SOURCE RECORDS:
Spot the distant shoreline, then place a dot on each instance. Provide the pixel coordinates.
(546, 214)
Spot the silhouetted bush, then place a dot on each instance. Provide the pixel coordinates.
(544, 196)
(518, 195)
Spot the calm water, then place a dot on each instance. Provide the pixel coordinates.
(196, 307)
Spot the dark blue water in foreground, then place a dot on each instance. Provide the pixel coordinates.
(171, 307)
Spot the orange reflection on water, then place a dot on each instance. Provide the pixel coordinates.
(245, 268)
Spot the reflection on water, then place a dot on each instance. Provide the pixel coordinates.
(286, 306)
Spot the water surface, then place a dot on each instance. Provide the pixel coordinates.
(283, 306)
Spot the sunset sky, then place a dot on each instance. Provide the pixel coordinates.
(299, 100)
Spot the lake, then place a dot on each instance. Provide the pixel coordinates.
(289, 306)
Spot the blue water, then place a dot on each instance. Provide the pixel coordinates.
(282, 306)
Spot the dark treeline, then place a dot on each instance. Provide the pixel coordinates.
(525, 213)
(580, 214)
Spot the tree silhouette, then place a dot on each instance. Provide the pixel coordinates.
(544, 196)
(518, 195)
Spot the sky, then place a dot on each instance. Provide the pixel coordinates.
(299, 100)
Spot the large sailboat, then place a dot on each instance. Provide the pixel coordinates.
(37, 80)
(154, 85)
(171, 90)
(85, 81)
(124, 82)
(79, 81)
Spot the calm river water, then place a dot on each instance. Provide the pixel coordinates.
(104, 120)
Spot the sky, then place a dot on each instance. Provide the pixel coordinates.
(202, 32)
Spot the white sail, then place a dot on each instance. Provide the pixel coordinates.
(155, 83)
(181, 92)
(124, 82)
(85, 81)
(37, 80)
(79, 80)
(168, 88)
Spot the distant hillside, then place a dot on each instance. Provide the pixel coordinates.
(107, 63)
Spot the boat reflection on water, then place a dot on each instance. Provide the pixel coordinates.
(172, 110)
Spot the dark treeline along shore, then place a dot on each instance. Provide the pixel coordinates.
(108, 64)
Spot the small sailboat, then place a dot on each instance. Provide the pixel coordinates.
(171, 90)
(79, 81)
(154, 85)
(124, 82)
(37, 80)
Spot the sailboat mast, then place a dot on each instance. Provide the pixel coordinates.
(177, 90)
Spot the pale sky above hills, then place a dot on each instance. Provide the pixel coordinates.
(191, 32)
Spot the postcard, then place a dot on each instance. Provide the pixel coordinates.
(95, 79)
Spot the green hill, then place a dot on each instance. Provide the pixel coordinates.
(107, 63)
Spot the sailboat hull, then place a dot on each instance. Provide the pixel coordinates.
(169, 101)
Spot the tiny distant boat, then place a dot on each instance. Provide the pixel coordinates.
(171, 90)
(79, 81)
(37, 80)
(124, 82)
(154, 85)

TASK BRIEF: Return the entire listing above word for word, from its first line through its last, with no changes.

RESPONSE BELOW:
Spot the distant shoreline, then place a dot on each instance. Provide the pixel coordinates.
(546, 214)
Spot the silhouetted bush, then place a dot on each instance. Provide the pixel coordinates.
(544, 196)
(518, 195)
Spot the calm water, then place a dot on each instance. Provide the pixel coordinates.
(196, 307)
Spot the dark blue water in foreground, then place a dot on each instance. Provide the pixel coordinates.
(171, 307)
Spot the orange reflection on water, then place a dot on each instance. Provide the pixel coordinates.
(245, 268)
Spot the reflection on water, then place a dot on each instance. Provide the pixel coordinates.
(286, 306)
Spot the water surface, then place a dot on each instance. Provide the pixel coordinates.
(283, 306)
Spot the sunset sky, then place a dot on each instance. Provide the pixel coordinates.
(299, 100)
Spot the lake, then place a dot on each instance. Provide the pixel coordinates.
(289, 306)
Spot the blue water, then place a dot on each instance. Provide the pixel coordinates.
(282, 306)
Spot the dark treeline, then place a dot on each instance. Provide the pixel coordinates.
(525, 213)
(580, 214)
Spot the tree silhouette, then place a dot on each instance. Provide the pixel coordinates.
(544, 196)
(518, 195)
Spot the sky, then place a dot on each instance. Provide the pixel coordinates.
(299, 100)
Spot the large sailboat, then place a dot on each instance. Provide the pixel coordinates.
(37, 80)
(154, 85)
(171, 90)
(85, 81)
(124, 82)
(79, 81)
Spot the calm river water, then place a dot on each instance. Provide the pixel coordinates.
(104, 120)
Spot the sky, then place a dot on each instance. Provide the pixel coordinates.
(202, 32)
Spot the white sail, then place a dot on each instance. Provide the pixel coordinates.
(155, 83)
(181, 92)
(124, 82)
(85, 81)
(37, 80)
(79, 80)
(168, 88)
Spot the distant hillside, then place a dot on each instance. Provide the pixel coordinates.
(107, 63)
Spot the boat reflection on water, then place a dot on each instance. Provide the pixel coordinates.
(172, 110)
Spot the dark treeline along shore, then place a dot on each instance. Provide the pixel coordinates.
(108, 64)
Spot the small sailboat, then place a dot on each instance. Provide the pixel coordinates.
(171, 90)
(79, 81)
(154, 85)
(124, 82)
(37, 80)
Spot the sailboat mast, then place a dot on each instance. Provide the pixel coordinates.
(177, 90)
Spot the pale sky above hills, then place a dot on each instance. Provide the pixel coordinates.
(191, 32)
Spot the postcard, then place a dot on each instance. Provide the pixel coordinates.
(95, 79)
Spot the green hill, then place a dot on each instance. Provide the pixel coordinates.
(107, 63)
Spot the sailboat hull, then place a dot on each instance. Provide the pixel coordinates.
(169, 101)
Spot the tiny distant boat, then place a dot on each instance. Provide the pixel coordinates.
(171, 90)
(79, 81)
(37, 80)
(124, 82)
(154, 85)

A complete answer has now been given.